■ **Task to carry out**
Copy every line of the data below verbatim, leaving out the pictures.

Records from a dataset:
****************************************

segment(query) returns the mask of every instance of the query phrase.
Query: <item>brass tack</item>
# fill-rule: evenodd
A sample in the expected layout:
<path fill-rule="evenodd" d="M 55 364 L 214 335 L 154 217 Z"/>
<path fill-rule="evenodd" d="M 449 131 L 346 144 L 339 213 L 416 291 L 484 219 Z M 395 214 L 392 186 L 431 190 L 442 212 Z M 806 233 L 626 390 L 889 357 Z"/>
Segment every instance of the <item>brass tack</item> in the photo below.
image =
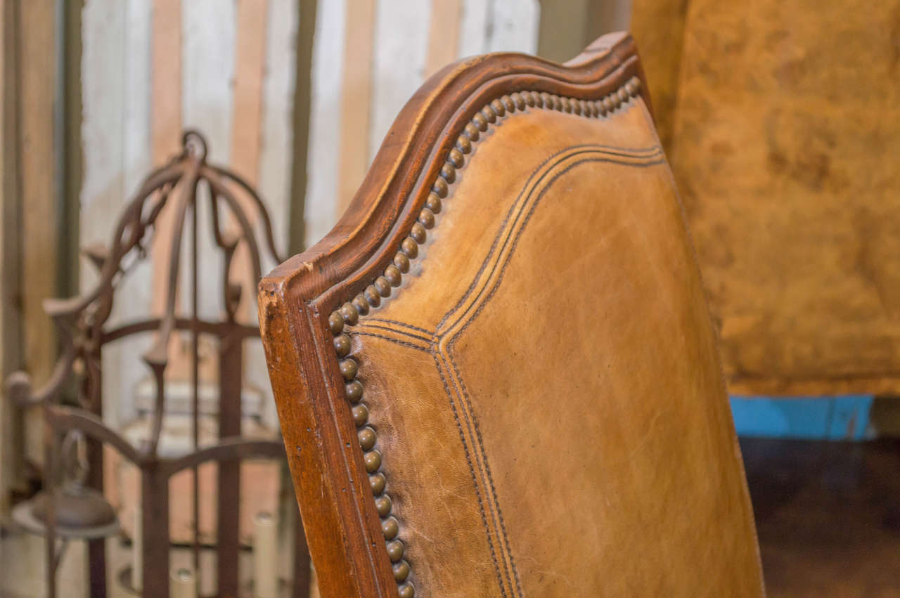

****************************************

■ **Result**
segment(query) returns the mask of every instance of the query phrase.
Query: <item>brass tack</item>
# fill-rule: evenodd
A sample in the expected layout:
<path fill-rule="evenodd" d="M 55 364 L 214 335 L 154 217 Z"/>
<path fill-rule="evenodd" d="M 449 131 L 346 144 L 339 213 L 416 291 L 484 219 Z M 395 214 L 392 186 L 431 190 L 442 212 Z M 806 233 L 626 390 L 889 357 Z"/>
Segment every instance of the <item>brass tack</item> in the photo below.
image =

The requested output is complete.